## Data
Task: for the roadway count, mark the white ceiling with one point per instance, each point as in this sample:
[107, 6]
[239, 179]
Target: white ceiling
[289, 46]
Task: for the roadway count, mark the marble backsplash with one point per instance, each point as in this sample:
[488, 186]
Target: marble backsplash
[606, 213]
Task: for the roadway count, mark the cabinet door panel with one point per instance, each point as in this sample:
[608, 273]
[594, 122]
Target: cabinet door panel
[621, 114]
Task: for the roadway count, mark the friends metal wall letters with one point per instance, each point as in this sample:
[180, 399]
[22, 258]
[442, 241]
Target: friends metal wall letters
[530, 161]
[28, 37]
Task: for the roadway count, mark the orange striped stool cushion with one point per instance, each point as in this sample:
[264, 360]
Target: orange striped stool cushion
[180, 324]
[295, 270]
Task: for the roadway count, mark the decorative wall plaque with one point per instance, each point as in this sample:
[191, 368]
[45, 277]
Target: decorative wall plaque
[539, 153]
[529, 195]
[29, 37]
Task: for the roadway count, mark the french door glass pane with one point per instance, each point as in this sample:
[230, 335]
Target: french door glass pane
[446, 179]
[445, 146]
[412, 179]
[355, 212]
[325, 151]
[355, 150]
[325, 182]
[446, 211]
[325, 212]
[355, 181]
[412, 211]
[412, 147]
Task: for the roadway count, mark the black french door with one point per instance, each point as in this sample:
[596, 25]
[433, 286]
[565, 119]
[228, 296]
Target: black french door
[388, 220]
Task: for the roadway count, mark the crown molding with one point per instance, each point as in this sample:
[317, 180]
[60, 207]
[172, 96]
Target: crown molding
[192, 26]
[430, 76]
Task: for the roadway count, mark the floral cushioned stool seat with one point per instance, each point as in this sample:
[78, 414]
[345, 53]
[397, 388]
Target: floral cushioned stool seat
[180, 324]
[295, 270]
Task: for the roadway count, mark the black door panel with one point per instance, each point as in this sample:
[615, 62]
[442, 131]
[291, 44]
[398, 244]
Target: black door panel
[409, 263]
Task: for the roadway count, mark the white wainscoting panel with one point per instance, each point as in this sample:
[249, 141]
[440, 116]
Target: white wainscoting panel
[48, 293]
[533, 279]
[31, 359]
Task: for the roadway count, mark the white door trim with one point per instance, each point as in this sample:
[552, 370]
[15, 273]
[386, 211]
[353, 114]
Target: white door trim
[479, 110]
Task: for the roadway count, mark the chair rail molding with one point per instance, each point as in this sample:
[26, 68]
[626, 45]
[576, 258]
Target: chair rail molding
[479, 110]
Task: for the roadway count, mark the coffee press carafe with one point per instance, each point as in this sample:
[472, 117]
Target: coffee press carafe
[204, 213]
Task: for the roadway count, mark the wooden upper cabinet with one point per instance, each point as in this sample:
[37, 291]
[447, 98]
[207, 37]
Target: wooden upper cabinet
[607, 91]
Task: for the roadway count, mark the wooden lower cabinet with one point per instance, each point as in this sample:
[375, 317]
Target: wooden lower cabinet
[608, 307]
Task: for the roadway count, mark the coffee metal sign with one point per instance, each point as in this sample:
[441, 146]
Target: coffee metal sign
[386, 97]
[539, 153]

* * *

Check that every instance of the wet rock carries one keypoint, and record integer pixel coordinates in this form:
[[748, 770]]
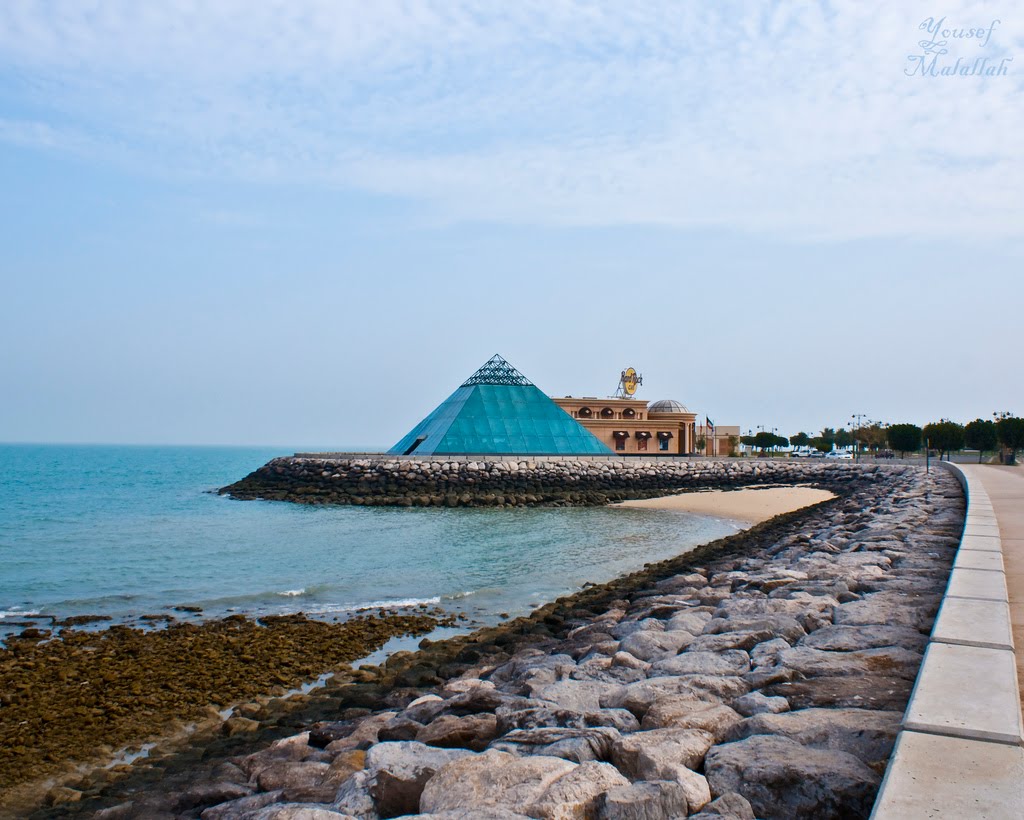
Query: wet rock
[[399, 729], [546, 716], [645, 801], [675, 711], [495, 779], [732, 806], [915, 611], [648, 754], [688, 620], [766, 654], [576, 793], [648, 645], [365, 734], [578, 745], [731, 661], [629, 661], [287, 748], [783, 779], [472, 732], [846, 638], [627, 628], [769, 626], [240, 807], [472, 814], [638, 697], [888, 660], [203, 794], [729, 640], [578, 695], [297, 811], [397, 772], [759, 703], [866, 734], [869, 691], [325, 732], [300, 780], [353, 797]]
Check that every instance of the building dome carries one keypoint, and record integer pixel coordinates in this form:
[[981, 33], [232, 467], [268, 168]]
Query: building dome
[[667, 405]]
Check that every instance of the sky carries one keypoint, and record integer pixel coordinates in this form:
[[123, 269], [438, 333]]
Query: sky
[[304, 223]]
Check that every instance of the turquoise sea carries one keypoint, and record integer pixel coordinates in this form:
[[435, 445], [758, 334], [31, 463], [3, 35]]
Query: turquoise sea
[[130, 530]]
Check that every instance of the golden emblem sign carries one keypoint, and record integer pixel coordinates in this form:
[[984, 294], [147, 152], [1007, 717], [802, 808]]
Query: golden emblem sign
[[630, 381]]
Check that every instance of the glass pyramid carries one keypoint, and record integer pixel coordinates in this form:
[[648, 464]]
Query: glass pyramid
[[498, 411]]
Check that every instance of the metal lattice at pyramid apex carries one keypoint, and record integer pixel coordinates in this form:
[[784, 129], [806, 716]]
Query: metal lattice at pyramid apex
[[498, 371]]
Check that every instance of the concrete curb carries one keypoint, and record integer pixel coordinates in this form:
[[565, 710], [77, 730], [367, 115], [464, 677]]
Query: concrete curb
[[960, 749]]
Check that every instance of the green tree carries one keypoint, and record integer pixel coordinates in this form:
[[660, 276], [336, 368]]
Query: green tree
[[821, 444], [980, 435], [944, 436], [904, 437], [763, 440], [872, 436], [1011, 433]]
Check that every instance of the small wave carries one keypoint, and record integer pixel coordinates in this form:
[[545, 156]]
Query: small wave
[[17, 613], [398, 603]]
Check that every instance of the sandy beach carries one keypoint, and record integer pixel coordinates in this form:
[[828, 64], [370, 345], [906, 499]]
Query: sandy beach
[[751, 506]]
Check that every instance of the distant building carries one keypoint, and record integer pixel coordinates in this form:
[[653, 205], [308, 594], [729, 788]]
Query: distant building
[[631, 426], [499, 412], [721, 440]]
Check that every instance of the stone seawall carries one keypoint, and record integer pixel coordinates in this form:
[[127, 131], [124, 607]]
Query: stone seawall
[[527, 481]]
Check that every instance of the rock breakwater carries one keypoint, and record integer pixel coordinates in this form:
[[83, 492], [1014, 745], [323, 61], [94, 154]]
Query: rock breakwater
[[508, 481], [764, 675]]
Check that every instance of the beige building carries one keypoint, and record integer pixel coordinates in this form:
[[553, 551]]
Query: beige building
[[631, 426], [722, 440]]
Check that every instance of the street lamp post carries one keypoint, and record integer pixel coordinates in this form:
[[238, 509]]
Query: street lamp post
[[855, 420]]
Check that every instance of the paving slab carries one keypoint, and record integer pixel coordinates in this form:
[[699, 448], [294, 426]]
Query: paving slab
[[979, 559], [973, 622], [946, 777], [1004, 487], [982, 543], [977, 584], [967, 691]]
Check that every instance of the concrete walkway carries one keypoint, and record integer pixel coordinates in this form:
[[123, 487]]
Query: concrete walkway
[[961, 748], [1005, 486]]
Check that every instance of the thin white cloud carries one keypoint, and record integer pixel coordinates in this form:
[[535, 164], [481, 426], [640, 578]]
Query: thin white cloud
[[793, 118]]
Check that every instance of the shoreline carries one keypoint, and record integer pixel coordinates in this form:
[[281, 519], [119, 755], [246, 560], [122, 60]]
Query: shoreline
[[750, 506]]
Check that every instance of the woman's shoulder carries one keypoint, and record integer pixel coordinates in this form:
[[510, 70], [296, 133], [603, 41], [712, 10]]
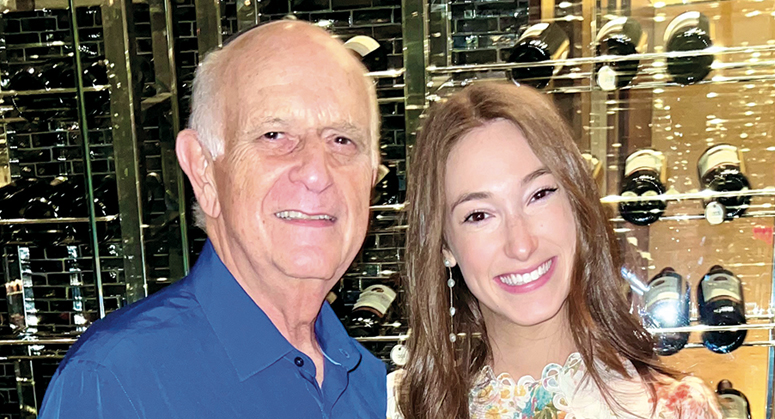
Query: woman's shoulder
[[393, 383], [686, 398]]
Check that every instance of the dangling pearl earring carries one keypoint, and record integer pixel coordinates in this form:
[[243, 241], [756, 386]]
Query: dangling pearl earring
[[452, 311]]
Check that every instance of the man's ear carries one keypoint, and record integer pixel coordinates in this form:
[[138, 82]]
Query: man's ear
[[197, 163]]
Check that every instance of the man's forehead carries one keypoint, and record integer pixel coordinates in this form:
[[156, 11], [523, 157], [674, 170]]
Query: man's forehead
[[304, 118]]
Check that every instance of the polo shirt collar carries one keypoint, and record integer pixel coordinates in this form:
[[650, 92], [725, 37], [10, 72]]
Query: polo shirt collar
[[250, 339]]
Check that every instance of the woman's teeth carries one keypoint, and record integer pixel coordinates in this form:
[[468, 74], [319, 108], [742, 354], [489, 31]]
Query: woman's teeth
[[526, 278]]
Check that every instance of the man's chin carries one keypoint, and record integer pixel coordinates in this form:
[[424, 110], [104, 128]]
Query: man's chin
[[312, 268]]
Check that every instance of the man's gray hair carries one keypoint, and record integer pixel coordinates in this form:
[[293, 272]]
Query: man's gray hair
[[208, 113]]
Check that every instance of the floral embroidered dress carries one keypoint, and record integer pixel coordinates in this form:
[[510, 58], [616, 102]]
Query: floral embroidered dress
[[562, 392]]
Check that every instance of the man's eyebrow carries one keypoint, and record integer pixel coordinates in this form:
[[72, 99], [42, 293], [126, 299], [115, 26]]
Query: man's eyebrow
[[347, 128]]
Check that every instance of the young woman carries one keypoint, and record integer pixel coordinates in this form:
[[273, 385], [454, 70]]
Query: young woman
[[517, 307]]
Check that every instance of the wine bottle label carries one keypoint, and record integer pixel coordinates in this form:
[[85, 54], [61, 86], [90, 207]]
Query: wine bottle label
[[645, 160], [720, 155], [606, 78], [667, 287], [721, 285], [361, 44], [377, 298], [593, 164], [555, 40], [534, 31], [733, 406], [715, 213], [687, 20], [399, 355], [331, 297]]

...

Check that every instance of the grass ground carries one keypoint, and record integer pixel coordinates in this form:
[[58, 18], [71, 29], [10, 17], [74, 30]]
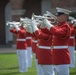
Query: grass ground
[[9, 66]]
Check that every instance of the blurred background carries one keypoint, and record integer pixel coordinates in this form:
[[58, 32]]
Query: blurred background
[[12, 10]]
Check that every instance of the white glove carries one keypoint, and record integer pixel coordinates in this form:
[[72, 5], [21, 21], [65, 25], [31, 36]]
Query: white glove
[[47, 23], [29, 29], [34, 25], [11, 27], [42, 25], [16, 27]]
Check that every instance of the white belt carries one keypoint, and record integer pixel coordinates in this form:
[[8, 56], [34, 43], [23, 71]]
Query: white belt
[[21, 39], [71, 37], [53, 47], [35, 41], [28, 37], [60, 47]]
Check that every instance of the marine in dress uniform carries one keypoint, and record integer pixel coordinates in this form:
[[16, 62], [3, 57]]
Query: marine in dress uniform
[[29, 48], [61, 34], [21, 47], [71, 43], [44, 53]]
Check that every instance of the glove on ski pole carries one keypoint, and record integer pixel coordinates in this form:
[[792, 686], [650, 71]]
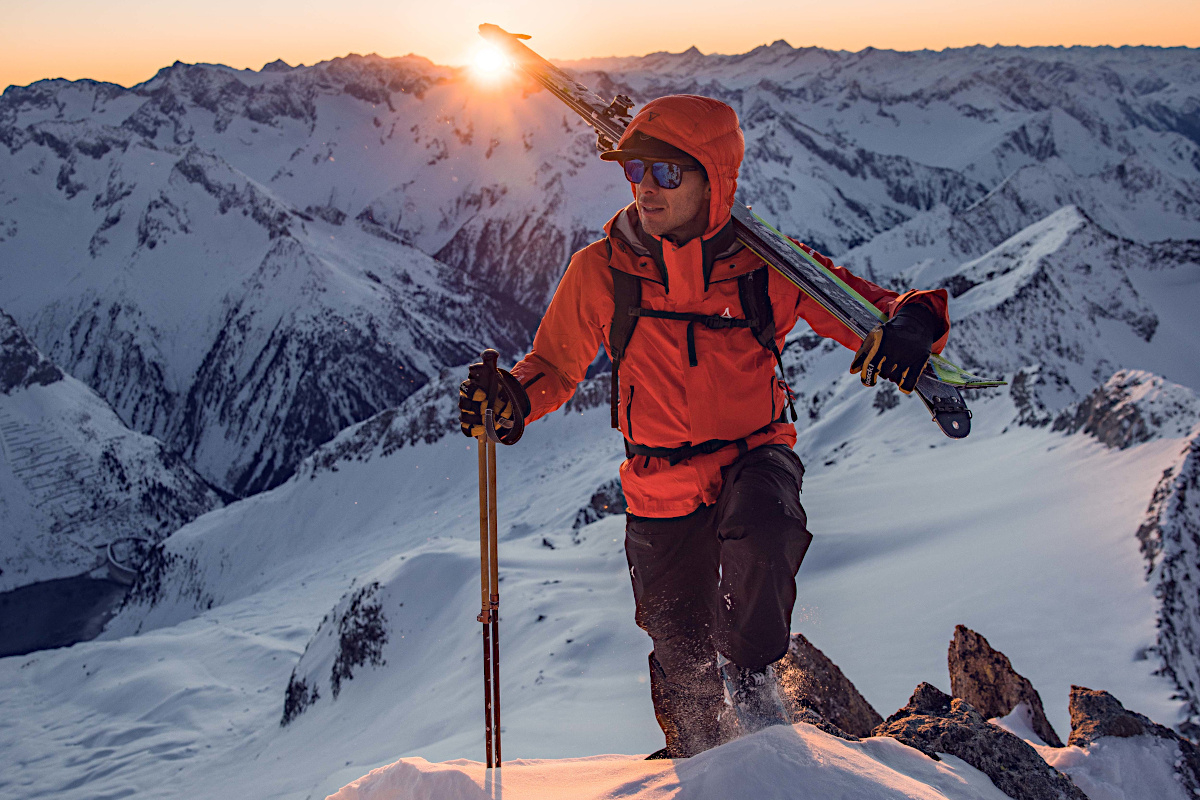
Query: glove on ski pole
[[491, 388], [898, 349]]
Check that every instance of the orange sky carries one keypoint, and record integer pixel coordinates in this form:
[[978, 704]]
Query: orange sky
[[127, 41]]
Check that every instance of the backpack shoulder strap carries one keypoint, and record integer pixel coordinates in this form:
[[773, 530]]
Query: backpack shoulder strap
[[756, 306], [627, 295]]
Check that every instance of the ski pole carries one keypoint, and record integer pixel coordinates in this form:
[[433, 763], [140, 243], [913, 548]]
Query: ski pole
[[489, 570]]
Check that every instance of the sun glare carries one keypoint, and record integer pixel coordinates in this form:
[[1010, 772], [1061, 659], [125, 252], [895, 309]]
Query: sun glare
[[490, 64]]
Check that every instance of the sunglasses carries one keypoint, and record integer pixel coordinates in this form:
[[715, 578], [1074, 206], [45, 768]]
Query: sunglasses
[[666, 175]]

## Try it
Repeat exactly the stretch of the listing above that starts with the line holding "Query: paving slab" and finishes with the line holding "[[138, 82]]", both included. Skip every picture.

## Answer for the task
Query: paving slab
[[979, 559], [973, 622], [946, 777], [1004, 487], [982, 543], [977, 584], [967, 691]]
Check that every instance of the concrete walkway carries one keypoint, and record integer pixel coordinates in this form:
[[123, 487]]
Query: concrete walkway
[[961, 748], [1005, 486]]
Check that every instance of the thin white cloud carries one keypoint, and record integer pixel coordinates in this form:
[[535, 164], [481, 426], [640, 578]]
Query: thin white cloud
[[793, 118]]
Check that every instance of the shoreline carries one keypoint, and record integer pixel coordinates in this form:
[[281, 519], [119, 755], [246, 560], [122, 60]]
Query: shoreline
[[750, 506]]
Check that every instance of the woman's shoulder carries one keypoint, and record integer pixel coordinates in this form:
[[510, 70], [296, 133], [603, 41], [712, 10]]
Query: woman's shoulder
[[393, 383], [686, 398]]
Check that every instance of the dangling pearl earring carries one keypoint, and record integer pixel coordinates in this form:
[[243, 241], [756, 386]]
Query: dangling pearl earring
[[452, 311]]
Check that every instance of the man's ear carries one keypoint, and record integer pixel coordinates in this form:
[[138, 82]]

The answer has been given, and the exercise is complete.